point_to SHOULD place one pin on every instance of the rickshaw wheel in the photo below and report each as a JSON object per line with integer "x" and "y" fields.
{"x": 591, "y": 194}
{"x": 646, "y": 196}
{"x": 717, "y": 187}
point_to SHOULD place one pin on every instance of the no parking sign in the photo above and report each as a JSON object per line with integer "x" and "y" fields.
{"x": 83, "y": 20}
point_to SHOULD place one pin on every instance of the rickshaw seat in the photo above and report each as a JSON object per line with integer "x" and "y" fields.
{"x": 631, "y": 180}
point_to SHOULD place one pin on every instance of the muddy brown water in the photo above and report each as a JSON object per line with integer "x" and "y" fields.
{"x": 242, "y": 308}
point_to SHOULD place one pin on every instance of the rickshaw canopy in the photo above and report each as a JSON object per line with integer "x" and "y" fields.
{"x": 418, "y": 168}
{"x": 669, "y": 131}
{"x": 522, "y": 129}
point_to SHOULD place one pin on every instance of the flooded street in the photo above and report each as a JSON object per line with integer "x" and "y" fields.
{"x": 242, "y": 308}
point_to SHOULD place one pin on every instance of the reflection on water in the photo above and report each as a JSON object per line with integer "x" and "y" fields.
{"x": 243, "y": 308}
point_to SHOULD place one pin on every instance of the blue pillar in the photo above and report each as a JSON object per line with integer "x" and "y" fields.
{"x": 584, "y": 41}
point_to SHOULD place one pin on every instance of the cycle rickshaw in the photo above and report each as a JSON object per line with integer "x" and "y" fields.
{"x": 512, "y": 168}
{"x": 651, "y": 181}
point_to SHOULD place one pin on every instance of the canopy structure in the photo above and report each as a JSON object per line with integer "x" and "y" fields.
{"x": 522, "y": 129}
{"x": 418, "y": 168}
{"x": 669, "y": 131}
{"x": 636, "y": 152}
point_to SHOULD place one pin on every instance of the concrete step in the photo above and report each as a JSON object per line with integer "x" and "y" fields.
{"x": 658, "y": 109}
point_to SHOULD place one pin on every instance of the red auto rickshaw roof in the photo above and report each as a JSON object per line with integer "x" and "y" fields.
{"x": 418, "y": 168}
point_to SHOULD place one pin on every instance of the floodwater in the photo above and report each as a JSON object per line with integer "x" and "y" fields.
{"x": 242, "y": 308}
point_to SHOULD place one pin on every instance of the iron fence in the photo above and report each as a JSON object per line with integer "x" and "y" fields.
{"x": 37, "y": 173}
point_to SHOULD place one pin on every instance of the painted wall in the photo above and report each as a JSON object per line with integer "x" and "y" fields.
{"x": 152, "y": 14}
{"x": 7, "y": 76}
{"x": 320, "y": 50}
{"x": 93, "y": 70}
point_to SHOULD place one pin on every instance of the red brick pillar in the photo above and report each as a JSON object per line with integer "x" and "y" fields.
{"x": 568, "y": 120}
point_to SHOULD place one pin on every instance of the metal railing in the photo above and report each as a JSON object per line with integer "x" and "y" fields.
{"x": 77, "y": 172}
——————
Task directions
The records above should all be quoted exactly, please.

Exercise output
point_to SHOULD place one pin on every instance of the rickshaw wheel in the photo below and report each as a JSON object per line with integer "x" and "y" fields.
{"x": 591, "y": 194}
{"x": 646, "y": 196}
{"x": 717, "y": 187}
point_to SHOULD place one pin on every instance of the no parking sign in the photo above and report each as a JSON object per line with integer "x" and "y" fields.
{"x": 83, "y": 20}
point_to SHOULD place one pin on every instance of the rickshaw seat in the photo above and report each as a JSON object per line with integer "x" and "y" fields.
{"x": 631, "y": 180}
point_to SHOULD place one pin on every instance of the muddy brown water in the photo above and report each as a JSON object per line with integer "x" and "y" fields.
{"x": 242, "y": 308}
point_to SHOULD place one pin on every instance of the rickshaw canopy in the photo above and report each as a JSON object per line with integer "x" and "y" fields.
{"x": 418, "y": 168}
{"x": 669, "y": 131}
{"x": 522, "y": 129}
point_to SHOULD place one pin on every instance of the flooded street in the photo above and report each as a JSON object per line with integer "x" and "y" fields.
{"x": 242, "y": 308}
point_to SHOULD place one pin on every instance of the reflection on water in the photo above and report each as a JSON object per line with integer "x" and "y" fields.
{"x": 243, "y": 308}
point_to SHOULD place one pin on every instance of the blue pillar in the photo above and report each as a JSON object per line with integer "x" and "y" fields.
{"x": 584, "y": 41}
point_to SHOULD place one pin on every instance of the cycle rickshaw in the photo above and report each as a JSON object per line with integer "x" and "y" fields.
{"x": 512, "y": 168}
{"x": 651, "y": 181}
point_to SHOULD place one pin on every instance of the canopy structure in the photo above and report each as a JSON object per line with integer "x" and "y" fields.
{"x": 522, "y": 129}
{"x": 418, "y": 168}
{"x": 669, "y": 131}
{"x": 636, "y": 152}
point_to SHOULD place one pin on every instance of the concrete step in the photo above and report each as a JSON object per line with integer "x" and "y" fields.
{"x": 658, "y": 109}
point_to SHOULD place one pin on every instance of the red auto rickshaw roof in the photo above and report each as a JSON object per line with integer "x" and "y" fields.
{"x": 418, "y": 168}
point_to SHOULD place one pin on every instance of the floodwater in the photo above and report each as a JSON object per line with integer "x" and "y" fields.
{"x": 242, "y": 308}
point_to SHOULD place one pin on every instance of the iron fence in the photo above and report each as a JSON object per line with integer "x" and "y" fields.
{"x": 37, "y": 173}
point_to SHOULD place one pin on every instance of the painted wall in the photo above and report each as a JSON object per line with integer "x" and "y" fields.
{"x": 152, "y": 14}
{"x": 7, "y": 76}
{"x": 320, "y": 50}
{"x": 93, "y": 70}
point_to SHOULD place one pin on every instance of the red brick pillar in the photo above and report each as a JSON object per line with integer "x" and "y" fields.
{"x": 568, "y": 120}
point_to SHOULD place one pin on every instance of the metal railing in the photo above and report each as a JSON object per line with integer "x" and "y" fields.
{"x": 77, "y": 172}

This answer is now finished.